EXERCISE INSTRUCTIONS:
Reproduce the rows from the line containing "Annotate each instance of the sheep's" through the end of the rows, both ends included and requests kept. Offset every x and y point coordinate in the answers by -147, leaving the numbers in the requests and their format samples unchanged.
##### RECORDS SHOWN
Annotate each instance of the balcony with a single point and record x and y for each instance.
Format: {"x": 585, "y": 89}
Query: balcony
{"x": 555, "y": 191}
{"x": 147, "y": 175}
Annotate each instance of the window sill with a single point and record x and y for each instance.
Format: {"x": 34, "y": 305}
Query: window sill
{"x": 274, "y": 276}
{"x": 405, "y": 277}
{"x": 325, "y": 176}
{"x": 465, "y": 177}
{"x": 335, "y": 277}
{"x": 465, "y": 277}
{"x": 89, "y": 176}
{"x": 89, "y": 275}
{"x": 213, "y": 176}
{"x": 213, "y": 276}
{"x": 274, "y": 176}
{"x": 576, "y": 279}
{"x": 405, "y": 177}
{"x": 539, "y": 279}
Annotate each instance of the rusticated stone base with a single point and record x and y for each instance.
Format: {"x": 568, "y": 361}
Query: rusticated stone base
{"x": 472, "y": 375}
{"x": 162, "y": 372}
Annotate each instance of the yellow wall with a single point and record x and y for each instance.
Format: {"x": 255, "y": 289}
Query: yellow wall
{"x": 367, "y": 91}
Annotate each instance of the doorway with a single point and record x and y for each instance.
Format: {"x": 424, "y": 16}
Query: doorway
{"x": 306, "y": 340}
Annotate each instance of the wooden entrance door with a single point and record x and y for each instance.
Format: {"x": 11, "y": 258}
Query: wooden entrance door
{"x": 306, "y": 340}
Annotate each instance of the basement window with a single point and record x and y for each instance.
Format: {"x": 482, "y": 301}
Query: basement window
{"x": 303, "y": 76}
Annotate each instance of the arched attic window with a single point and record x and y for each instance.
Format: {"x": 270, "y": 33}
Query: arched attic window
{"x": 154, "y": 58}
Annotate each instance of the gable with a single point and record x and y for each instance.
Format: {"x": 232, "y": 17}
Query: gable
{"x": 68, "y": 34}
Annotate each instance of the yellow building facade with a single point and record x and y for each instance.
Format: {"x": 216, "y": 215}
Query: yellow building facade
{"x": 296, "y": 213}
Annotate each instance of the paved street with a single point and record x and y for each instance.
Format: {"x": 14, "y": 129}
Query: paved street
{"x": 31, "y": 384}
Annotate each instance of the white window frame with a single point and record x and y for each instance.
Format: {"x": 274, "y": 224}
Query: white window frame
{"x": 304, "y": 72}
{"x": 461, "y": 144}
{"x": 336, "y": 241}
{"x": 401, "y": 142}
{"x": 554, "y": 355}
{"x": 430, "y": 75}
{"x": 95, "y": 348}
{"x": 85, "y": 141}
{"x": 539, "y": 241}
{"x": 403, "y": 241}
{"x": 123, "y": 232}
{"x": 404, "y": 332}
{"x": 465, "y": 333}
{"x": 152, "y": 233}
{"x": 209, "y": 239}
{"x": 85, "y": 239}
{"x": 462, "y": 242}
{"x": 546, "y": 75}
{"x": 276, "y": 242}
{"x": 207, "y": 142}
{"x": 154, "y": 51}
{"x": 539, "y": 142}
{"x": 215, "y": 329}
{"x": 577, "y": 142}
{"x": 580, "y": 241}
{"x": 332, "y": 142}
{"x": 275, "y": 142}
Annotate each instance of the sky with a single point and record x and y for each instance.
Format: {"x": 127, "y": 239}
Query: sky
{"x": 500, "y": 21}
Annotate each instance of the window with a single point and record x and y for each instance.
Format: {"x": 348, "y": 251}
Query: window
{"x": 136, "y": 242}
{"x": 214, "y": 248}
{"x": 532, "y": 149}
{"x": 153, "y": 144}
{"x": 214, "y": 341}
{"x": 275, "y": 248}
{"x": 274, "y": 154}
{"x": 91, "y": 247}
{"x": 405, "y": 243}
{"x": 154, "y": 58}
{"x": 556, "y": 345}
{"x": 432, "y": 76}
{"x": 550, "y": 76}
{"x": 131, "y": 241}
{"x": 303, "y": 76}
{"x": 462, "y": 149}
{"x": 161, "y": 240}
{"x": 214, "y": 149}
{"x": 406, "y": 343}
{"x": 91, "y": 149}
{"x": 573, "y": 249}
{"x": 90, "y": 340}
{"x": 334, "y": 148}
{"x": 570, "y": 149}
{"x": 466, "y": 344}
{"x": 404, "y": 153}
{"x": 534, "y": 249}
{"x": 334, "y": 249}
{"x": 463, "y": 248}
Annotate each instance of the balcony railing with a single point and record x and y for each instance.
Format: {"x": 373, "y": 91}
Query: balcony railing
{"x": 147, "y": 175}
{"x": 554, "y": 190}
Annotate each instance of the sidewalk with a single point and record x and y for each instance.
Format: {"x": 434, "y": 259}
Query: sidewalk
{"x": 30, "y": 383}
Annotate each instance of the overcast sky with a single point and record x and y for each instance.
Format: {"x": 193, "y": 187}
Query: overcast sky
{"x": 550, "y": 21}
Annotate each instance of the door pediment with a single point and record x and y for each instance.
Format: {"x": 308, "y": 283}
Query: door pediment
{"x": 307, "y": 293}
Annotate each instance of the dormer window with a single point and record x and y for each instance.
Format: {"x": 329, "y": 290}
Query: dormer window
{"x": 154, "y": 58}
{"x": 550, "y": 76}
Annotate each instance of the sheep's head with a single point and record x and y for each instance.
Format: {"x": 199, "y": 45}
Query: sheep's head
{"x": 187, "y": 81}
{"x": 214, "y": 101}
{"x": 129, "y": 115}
##########
SOLUTION:
Annotate each instance of the sheep's head with a single point and record x and y for each instance.
Format: {"x": 199, "y": 45}
Query: sheep's head
{"x": 40, "y": -66}
{"x": 67, "y": -46}
{"x": -18, "y": -32}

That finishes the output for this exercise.